**Tasks to perform:**
1/ Please answer these questions on the court opinion in U.S. v. Ayala-Garcia:
(a) On what date was the case decided?
(b) At what housing project did the events behind the charges take place?
(c) From about what distance did the two officers see Alicea-Cotto hand a pistol to Alvarado?
2/ Set down word for word the stretch of the court opinion in U.S. v. Ayala-Garcia from "PartiesUNITED STATES of" through "brief, for appellee.".
3/ Carry the court opinion in U.S. v. Ayala-Garcia forward from its last sentence.

**Document section:**
"""
U.S. v. Ayala-Garcia

Citation574 F.3d 5
Decision Date24 July 2009
Docket NumberNo. 07-2130.,No. 07-2129.,07-2129.,07-2130.
PartiesUNITED STATES of America, Appellee, v. Cristian AYALA-GARCÍA, José Luis Alicea-Cotto, Defendants, Appellants.
CourtU.S. Court of Appeals — First Circuit

George A. Massucco La Taif, with whom Rosa Emilia Rodriguez-Velez, United States Attorney, Nelson Pérez-Sosa, Assistant United States Attorney, Chief, Appellate Division, and Luke Cass, Assistant United States Attorney, were on brief, for appellee.

Before BOUDIN, HANSEN,* and LIPEZ, Circuit Judges.

LIPEZ, Circuit Judge.

Appellant José Luis Alicea-Cotto appeals his conviction on drug distribution and firearms charges, and appellant Cristian Ayala-García appeals his conviction on a single firearms charge stemming from the same incident. Both men claim that the evidence presented at their joint trial was insufficient to support their convictions and that statements made by the prosecutor during rebuttal, including a suggestion that the defendants were planning to gun down dozens of innocent individuals, unfairly prejudiced the jury against them. After a close review of the record and relevant caselaw, we agree that Alicea-Cotto's conviction on one firearms count must be reversed due to insufficient evidence and that the prosecutor's improper remarks "so poisoned the well that a new trial is required" for both defendants on the remaining counts. United States v. Manning, 23 F.3d 570, 574 (1st Cir.1994) (citations and quotation marks omitted).

I.

The charges against defendants Alicea-Cotto and Ayala-García arose from events that took place at the Sabana Abajo housing project in Carolina, Puerto Rico, on May 25, 2006. At trial, the prosecution and defense witnesses offered starkly different accounts of what occurred. Although we take the facts in the light most favorable to the government in assessing the defendants' sufficiency claims, see United States v. Angulo-Hernández, 565 F.3d 2, 7 (1st Cir.2009), the prosecutorial misconduct claim obliges us to consider as well the defendants' contrary view of the events in question. We first recite the facts as the jury could have found them.

The incident began when two undercover Puerto Rico police officers, Luis Vega López ("Vega") and José M. Sánchez Santiago ("Sánchez"), were ordered to investigate a drug point on the south side of the Sabana Abajo housing project. As they drove onto the grounds of the project, they noticed the defendants and another man, Benny Alvarado-Arroyo ("Alvarado"),1 standing next to a Nissan Pathfinder Armada sport utility vehicle ("SUV") whose rear hatch door was open. From a distance of about sixty feet, both officers saw Alicea-Cotto hand a pistol to Alvarado, who put the gun in his waistband and covered it with his shirt. Alvarado then handed money to Alicea-Cotto, ostensibly paying for the firearm. Ayala-García stood nearby, watching the transaction.
"""
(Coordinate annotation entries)
"""
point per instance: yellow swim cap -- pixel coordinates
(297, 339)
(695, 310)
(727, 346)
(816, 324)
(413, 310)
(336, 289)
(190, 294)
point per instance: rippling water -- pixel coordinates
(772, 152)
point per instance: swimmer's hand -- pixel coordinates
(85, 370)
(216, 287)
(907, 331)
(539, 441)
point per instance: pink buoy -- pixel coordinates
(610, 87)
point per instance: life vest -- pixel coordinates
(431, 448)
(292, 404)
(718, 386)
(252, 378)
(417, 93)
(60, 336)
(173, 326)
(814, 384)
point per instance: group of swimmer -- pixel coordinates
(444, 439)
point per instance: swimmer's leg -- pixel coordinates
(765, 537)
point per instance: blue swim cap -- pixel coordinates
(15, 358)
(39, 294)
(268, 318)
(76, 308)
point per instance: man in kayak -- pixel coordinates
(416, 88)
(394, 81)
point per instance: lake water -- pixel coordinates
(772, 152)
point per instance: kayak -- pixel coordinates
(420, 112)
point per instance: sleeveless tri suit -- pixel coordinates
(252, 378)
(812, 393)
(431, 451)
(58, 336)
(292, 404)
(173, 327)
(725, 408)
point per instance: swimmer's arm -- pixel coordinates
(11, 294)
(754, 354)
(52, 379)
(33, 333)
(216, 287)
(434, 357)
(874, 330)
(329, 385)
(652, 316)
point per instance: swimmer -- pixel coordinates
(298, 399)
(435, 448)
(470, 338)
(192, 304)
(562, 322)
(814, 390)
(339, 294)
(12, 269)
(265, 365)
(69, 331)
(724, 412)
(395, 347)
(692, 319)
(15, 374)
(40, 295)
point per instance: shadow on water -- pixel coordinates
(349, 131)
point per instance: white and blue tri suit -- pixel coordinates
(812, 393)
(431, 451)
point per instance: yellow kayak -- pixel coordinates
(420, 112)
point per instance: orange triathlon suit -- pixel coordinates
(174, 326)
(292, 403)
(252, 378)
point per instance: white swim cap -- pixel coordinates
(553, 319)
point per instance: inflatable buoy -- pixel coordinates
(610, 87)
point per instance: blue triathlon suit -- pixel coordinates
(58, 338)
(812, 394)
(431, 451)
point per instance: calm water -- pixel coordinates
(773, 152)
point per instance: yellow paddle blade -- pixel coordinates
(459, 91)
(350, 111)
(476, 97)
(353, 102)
"""
"""
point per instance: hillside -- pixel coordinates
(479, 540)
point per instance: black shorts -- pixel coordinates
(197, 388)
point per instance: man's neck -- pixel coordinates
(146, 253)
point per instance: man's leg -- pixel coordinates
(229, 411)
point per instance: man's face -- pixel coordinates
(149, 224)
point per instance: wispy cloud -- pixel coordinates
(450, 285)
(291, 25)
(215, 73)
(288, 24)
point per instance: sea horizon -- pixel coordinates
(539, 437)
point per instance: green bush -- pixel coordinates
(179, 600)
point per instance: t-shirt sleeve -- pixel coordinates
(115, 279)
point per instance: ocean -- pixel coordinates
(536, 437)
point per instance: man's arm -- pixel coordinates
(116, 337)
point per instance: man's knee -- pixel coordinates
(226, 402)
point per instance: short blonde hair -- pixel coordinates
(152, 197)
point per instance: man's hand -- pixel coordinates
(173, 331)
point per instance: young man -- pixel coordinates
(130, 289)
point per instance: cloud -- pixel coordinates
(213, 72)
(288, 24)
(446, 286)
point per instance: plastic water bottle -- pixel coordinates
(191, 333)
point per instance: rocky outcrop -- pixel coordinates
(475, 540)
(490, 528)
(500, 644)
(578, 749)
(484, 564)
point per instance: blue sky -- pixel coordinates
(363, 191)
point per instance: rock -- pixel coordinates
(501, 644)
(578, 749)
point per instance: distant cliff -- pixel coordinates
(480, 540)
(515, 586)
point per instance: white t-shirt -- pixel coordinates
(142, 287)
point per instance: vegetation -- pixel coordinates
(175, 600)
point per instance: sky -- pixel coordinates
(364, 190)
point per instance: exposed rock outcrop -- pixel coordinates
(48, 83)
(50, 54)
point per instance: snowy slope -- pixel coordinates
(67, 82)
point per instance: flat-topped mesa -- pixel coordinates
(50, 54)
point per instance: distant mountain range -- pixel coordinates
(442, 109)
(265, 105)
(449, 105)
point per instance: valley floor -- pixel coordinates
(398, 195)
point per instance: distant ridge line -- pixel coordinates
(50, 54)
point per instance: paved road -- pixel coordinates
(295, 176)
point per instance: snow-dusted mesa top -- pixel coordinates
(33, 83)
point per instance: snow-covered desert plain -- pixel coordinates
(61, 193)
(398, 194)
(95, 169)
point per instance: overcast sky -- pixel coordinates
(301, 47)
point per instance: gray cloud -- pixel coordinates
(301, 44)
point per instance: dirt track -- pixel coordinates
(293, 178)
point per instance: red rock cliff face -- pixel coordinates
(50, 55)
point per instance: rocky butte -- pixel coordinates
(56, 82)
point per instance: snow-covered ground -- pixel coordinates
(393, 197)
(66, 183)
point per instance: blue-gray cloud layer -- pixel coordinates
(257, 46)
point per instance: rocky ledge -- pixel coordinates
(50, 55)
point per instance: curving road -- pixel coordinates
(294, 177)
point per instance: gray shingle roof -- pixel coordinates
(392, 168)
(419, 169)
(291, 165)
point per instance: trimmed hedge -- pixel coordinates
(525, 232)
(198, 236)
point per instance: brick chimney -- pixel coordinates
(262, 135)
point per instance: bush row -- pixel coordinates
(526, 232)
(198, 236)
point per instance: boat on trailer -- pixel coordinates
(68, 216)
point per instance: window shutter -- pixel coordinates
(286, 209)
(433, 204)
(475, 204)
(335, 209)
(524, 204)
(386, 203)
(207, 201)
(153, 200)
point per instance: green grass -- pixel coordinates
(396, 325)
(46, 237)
"""
"""
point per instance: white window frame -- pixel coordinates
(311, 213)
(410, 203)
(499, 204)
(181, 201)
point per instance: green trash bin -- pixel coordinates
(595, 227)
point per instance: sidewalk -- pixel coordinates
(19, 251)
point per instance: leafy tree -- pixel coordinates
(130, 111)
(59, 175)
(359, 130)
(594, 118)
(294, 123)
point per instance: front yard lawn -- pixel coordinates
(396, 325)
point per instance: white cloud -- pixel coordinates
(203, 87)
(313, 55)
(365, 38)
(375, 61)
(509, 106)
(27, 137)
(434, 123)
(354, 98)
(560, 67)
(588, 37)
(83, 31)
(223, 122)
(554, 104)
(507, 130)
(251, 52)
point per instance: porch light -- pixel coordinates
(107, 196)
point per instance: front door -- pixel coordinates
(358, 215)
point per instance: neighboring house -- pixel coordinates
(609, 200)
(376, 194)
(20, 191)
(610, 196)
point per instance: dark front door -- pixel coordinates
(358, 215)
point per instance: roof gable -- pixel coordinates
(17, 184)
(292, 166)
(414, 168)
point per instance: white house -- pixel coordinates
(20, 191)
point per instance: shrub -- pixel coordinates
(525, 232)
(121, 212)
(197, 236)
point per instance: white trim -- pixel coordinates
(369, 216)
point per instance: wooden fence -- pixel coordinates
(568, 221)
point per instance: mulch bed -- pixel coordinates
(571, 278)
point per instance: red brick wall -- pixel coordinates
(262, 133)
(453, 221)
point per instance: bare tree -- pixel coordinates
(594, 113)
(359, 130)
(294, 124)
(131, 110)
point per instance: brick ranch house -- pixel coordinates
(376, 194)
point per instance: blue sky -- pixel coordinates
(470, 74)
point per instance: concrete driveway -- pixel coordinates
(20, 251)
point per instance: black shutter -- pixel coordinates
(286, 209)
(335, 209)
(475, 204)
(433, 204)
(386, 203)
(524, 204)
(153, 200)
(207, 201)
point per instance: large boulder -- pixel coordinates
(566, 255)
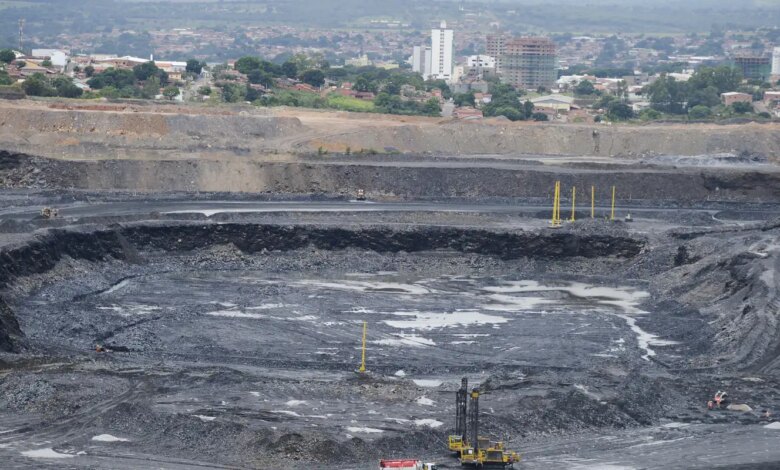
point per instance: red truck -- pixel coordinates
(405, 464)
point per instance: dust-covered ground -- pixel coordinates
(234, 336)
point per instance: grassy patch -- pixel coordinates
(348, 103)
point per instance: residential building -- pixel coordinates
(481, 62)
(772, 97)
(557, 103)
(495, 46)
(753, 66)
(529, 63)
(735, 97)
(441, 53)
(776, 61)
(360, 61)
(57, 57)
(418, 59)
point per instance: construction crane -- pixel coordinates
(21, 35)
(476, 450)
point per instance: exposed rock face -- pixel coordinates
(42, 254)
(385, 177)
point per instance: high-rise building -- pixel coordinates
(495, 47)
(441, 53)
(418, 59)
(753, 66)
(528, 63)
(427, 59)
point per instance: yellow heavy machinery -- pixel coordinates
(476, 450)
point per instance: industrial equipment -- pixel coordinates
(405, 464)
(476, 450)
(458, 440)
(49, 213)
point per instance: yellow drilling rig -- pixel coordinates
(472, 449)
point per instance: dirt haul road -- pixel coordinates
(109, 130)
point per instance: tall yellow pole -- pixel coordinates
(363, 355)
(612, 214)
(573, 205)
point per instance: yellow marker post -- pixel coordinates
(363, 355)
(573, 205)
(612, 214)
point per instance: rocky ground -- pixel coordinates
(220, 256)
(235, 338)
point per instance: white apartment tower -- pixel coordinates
"""
**Answer list:**
1/
(a) 24 July 2009
(b) The Sabana Abajo housing project in Carolina, Puerto Rico
(c) About sixty feet

2/
PartiesUNITED STATES of America, Appellee, v. Cristian AYALA-GARCÍA, José Luis Alicea-Cotto, Defendants, Appellants.
CourtU.S. Court of Appeals — First Circuit

George A. Massucco La Taif, with whom Rosa Emilia Rodriguez-Velez, United States Attorney, Nelson Pérez-Sosa, Assistant United States Attorney, Chief, Appellate Division, and Luke Cass, Assistant United States Attorney, were on brief, for appellee.

3/
Vega and Sánchez exited their vehicle, approached the defendants, and identified themselves as police officers. Approximately twelve feet away from the defendants, four men were sitting on a set of steps near a dumpster watching the activity. Vega testified that he arrested Alicea-Cotto and seized the cash from his hand. Sánchez arrested Alvarado and Ayala-García. Sánchez seized a pistol from Ayala-Garcia, along with a loaded magazine, and also took the handgun from Alvarado's waistband. The weapon recovered from Ayala-García was a loaded 9mm Ruger pistol with an obliterated serial number; the weapon in Alvarado's waistband was a Smith & Wesson 9mm pistol that had been reported stolen to the Puerto Rico Police Department in 1998.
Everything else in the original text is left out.